Exercise instructions: Every line below between the one holding "Tag a single point on each instance of the dirt" and the one holding "Tag a single point on each instance of the black knee", inclusive, should be copied exactly, and no other line.

_ _ _ _

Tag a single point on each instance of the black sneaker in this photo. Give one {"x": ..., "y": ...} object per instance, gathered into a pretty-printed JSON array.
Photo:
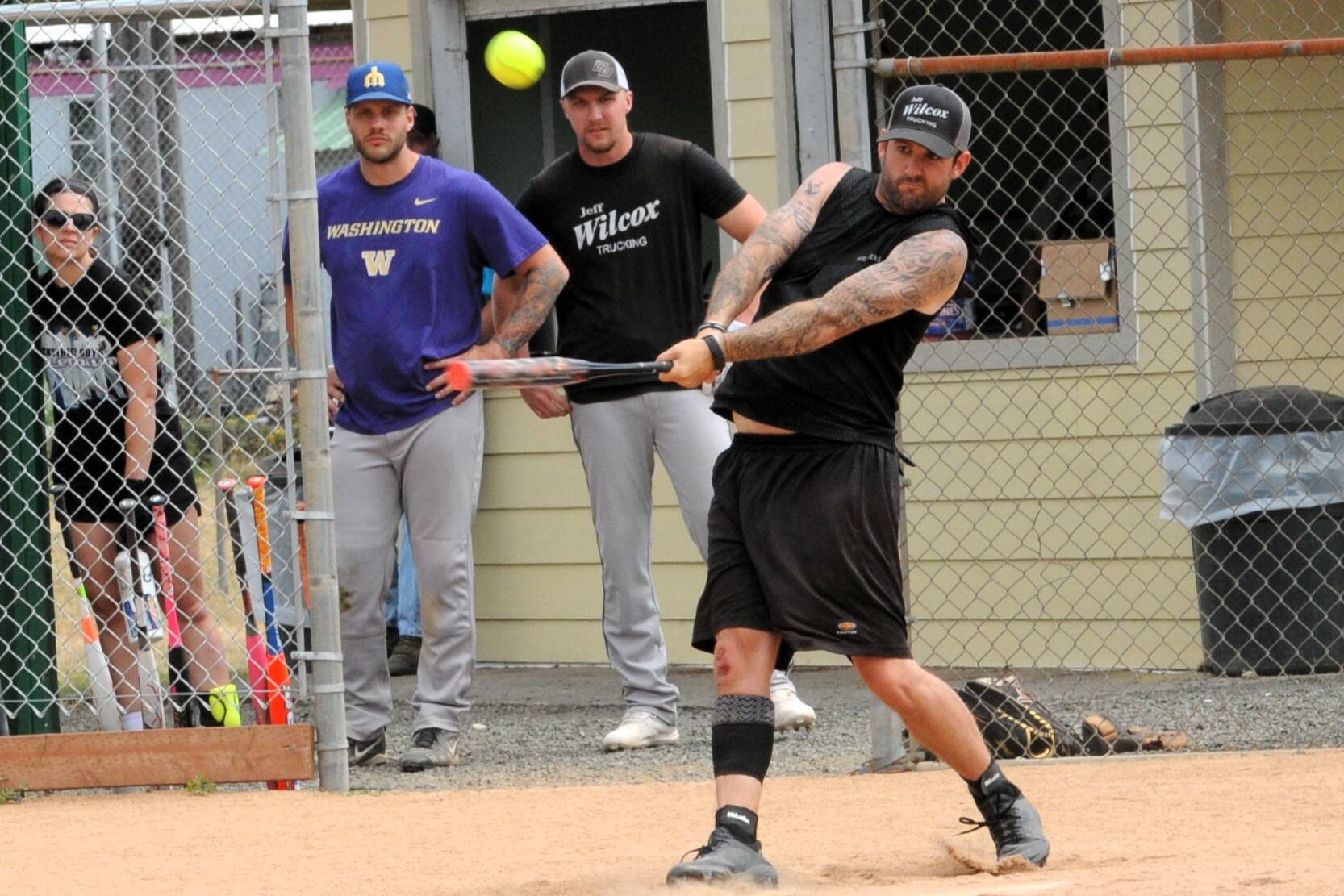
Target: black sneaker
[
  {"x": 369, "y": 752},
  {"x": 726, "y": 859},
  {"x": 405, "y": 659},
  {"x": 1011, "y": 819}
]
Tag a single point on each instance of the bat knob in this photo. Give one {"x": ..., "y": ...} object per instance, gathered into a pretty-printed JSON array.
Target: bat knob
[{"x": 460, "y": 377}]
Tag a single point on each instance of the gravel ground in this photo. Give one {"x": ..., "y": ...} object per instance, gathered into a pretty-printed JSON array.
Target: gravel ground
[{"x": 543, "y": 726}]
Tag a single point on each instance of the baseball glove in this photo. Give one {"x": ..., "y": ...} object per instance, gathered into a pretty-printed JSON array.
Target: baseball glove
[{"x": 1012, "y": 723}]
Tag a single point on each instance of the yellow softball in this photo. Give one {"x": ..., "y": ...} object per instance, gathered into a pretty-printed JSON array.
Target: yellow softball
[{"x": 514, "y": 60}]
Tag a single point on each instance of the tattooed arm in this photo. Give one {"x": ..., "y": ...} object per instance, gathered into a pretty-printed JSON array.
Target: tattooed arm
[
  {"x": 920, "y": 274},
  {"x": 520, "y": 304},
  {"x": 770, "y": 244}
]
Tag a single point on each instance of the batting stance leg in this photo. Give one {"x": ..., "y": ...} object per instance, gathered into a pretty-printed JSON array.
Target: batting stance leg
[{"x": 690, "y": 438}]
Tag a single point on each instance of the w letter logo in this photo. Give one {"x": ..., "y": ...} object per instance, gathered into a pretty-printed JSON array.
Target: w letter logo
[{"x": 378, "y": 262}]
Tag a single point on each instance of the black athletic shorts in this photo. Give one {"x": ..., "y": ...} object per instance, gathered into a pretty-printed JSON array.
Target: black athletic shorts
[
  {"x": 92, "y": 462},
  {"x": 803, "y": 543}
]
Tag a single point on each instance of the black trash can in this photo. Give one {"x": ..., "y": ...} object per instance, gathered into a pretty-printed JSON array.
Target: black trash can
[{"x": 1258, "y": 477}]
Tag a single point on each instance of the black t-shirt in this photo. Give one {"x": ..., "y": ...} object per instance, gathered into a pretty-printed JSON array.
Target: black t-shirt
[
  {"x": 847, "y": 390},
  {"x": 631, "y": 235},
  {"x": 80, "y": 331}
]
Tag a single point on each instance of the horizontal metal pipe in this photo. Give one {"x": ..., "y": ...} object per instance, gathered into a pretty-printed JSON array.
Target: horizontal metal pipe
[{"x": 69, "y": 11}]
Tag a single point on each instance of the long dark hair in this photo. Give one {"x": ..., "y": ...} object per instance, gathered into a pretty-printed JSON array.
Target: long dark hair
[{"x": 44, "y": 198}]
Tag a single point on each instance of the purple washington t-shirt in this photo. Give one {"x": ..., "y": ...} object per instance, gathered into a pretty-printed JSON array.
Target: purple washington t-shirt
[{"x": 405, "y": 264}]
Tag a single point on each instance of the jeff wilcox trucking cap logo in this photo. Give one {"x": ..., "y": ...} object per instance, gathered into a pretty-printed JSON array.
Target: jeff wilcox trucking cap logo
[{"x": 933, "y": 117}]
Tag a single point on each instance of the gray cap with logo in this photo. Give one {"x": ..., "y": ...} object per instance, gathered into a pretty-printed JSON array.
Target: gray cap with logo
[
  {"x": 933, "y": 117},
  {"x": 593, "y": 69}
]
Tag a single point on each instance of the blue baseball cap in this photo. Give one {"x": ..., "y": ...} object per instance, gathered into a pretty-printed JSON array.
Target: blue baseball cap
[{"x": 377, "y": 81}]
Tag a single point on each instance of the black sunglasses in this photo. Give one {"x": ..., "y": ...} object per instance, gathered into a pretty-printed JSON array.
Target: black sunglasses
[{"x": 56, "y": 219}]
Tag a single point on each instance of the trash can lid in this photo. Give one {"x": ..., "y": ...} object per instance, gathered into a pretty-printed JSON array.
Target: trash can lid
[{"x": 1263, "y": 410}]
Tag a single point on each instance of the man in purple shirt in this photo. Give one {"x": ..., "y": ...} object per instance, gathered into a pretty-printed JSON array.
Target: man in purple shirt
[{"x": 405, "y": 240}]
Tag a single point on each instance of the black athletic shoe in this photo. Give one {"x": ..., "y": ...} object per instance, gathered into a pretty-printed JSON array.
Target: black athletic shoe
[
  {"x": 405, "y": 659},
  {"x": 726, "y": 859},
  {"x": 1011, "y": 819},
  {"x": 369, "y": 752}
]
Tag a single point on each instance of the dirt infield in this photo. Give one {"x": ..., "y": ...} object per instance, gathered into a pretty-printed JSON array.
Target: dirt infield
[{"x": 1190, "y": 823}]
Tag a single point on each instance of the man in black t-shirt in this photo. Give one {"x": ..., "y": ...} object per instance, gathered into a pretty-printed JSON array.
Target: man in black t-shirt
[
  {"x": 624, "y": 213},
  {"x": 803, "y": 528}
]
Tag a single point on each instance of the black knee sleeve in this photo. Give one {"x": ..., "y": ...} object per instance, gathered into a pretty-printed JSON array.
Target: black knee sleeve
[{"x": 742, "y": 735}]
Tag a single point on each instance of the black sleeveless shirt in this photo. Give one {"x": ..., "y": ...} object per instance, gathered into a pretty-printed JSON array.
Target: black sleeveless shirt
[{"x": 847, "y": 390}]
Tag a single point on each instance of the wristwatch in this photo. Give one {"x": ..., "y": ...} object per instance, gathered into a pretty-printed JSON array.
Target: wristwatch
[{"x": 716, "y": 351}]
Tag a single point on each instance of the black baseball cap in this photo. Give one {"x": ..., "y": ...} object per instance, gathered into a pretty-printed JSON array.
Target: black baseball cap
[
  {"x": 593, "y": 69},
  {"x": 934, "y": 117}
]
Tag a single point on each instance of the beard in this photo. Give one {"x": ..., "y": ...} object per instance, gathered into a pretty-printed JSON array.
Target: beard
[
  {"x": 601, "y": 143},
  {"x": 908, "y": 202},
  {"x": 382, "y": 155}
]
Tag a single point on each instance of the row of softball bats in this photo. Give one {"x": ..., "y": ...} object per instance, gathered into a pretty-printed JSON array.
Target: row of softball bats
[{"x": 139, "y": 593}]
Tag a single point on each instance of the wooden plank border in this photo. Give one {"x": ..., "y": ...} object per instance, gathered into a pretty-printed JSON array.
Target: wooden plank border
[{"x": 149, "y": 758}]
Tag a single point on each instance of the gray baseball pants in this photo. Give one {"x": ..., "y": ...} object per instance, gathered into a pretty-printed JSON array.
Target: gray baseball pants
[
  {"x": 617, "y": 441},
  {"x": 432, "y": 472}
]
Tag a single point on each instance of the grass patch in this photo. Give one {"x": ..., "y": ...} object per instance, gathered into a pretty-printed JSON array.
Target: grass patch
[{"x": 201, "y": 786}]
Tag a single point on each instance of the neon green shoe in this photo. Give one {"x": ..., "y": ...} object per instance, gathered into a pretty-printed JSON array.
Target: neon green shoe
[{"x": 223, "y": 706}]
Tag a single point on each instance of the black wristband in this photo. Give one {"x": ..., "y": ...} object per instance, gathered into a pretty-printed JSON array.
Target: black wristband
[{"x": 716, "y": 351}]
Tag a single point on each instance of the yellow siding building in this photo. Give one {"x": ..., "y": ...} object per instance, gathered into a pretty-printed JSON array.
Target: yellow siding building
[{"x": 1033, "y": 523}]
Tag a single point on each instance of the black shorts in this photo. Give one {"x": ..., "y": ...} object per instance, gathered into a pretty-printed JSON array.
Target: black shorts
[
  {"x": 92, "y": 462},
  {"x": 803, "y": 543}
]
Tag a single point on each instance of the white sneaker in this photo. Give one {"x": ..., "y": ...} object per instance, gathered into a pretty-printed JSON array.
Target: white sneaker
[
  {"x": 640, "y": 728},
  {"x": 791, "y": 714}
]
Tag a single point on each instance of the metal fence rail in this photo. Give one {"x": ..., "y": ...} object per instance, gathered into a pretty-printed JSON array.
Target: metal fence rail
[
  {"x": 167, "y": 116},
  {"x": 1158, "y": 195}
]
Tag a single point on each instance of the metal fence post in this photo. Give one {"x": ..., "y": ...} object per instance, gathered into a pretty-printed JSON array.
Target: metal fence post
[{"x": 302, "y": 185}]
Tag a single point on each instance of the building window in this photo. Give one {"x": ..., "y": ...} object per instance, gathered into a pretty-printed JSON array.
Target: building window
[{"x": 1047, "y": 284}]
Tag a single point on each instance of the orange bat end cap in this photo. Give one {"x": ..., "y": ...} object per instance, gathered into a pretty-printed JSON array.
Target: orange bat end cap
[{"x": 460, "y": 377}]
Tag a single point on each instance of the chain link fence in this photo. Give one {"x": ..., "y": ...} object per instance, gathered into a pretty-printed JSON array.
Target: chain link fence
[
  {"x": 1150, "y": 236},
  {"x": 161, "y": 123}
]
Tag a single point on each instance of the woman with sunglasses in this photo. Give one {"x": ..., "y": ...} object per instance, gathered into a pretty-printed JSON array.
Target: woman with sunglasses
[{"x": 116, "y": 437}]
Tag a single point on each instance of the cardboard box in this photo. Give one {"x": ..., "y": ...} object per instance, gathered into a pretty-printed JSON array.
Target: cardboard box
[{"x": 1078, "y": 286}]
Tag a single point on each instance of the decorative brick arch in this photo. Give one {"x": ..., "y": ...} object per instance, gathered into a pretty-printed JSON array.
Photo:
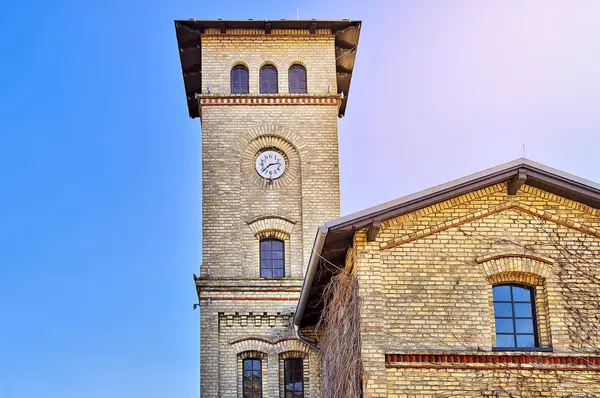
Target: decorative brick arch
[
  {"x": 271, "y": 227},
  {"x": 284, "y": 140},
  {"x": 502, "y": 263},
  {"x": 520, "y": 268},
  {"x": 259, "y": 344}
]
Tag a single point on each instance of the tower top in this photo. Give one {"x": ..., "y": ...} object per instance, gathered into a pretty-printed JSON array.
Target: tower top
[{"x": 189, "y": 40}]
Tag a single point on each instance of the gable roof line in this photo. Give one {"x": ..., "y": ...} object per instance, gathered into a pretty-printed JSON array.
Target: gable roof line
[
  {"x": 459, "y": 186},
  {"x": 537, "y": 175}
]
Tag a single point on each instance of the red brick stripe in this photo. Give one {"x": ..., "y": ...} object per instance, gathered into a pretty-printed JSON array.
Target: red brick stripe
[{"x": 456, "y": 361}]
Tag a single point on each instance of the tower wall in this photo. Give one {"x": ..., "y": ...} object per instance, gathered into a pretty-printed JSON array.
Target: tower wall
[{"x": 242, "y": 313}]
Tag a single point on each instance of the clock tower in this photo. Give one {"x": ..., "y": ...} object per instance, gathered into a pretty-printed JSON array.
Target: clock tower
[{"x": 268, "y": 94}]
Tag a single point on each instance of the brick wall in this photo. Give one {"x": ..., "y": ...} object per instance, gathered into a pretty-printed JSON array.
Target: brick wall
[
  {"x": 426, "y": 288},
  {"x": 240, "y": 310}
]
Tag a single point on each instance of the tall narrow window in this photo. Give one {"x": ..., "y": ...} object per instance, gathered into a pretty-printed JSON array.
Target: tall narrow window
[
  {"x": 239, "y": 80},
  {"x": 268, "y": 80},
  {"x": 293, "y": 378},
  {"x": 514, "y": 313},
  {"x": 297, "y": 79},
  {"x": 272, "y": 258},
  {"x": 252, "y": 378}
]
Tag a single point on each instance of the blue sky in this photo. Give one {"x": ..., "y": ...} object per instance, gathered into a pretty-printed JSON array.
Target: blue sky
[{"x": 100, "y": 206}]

_ _ _ _

Solution for this task:
Tag a single point on each instance of the dirt infield in this photo. Give one {"x": ..., "y": ...} object per instance, gathered into a pretty-printed JSON array.
Target: dirt infield
[{"x": 1190, "y": 823}]
Tag a single point on each instance of the man in black t-shirt in this photo. Give one {"x": ..., "y": ...} object per instance, gathered into a pretty-printed JSON array.
Target: man in black t-shirt
[
  {"x": 624, "y": 213},
  {"x": 803, "y": 528}
]
Tag a single point on each instance of the black knee sleeve in this photo. Give one {"x": ..., "y": ...} object per instance, gathered into a pretty-printed JSON array.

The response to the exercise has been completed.